--- START OF PROVIDED TEXT ---

Question

Prove that: sinA- cosA+1/ sinA + cosA -1 = 1/secA -tanA​

Answer 1

To prove :-

• $\sf \dfrac{sin \: A - cos \: A + 1}{sin \: A + cos \: A - 1} = \dfrac{1}{sec \: A - tan \: A}$

Prove :-

We have

• $\sf \dfrac{sin \: A - cos \: A + 1}{sin \: A + cos \: A - 1} = \dfrac{1}{sec \: A - tan \: A}$

Take L.H.S :

$\sf \implies \dfrac{sin \: A - cos \: A + 1}{sin \: A + cos \: A - 1}$

⠀⠀⠀⠀⠀

• First divide 1/cos A to both numerator and denominator.

--- END OF PROVIDED TEXT ---
--- START OF STORED RECORDS ---

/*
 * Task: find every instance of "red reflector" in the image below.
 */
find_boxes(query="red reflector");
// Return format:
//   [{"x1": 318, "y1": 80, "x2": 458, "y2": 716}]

--- END OF STORED RECORDS ---
--- START OF STORED RECORDS ---

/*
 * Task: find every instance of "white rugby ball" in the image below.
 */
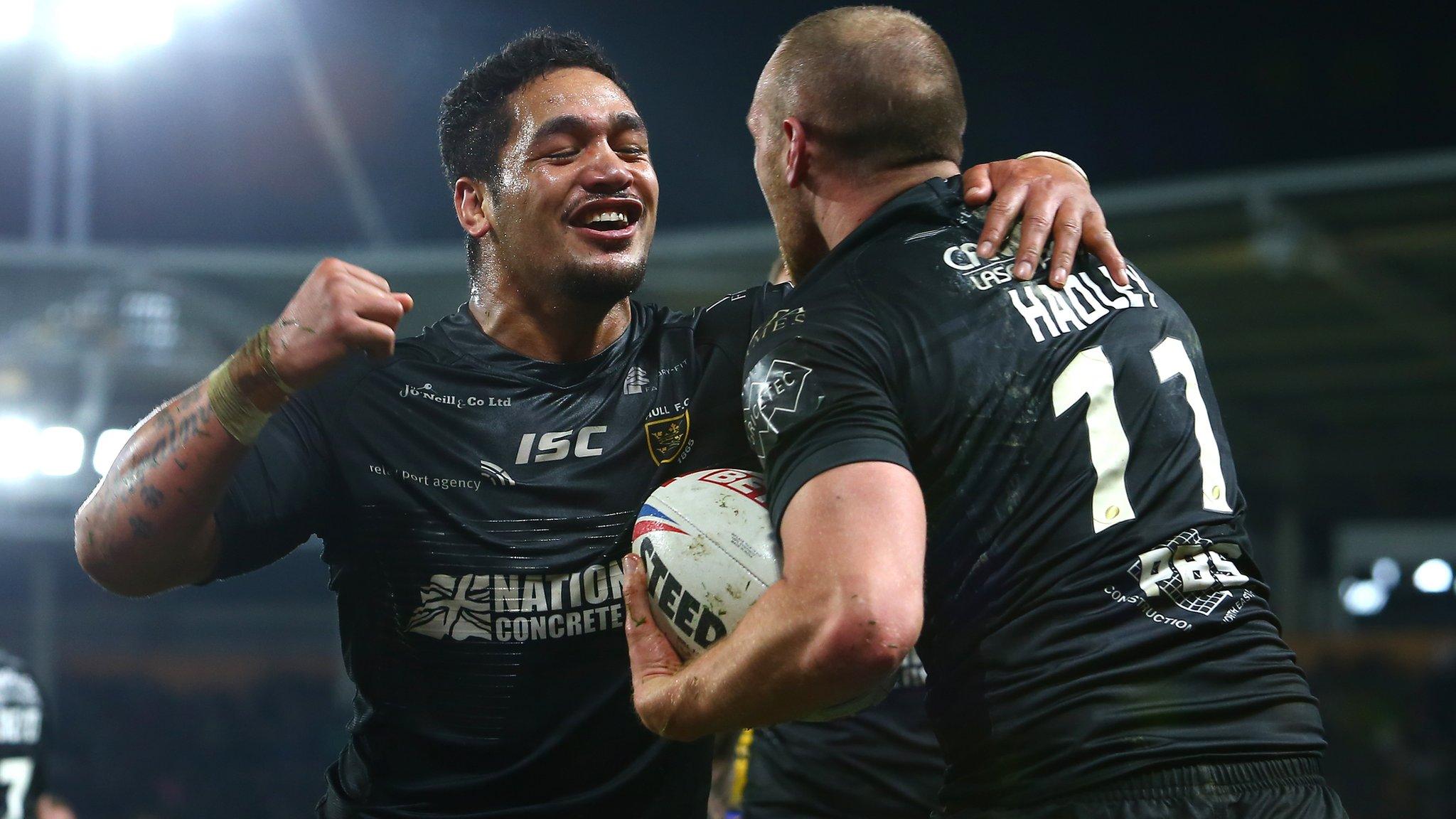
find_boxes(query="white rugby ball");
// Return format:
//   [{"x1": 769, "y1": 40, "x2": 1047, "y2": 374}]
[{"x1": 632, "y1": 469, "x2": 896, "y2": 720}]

--- END OF STORED RECORDS ---
--- START OF STORED RECORDS ---

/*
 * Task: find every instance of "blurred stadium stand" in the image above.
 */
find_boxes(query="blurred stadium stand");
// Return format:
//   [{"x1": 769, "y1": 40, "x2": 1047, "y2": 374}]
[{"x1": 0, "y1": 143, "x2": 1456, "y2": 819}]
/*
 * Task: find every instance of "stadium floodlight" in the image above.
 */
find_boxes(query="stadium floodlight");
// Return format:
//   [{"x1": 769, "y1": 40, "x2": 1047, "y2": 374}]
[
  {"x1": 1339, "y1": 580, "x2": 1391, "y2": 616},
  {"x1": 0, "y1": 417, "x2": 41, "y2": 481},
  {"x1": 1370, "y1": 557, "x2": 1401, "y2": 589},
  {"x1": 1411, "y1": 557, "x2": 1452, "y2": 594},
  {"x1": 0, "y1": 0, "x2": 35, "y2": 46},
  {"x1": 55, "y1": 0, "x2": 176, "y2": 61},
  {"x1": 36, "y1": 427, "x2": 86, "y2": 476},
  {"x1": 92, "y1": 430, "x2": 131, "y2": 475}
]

--- END OF STORED RECORDS ---

List every trigonometric function that appears in the trigonometric proof thread above.

sin, cos, sec, tan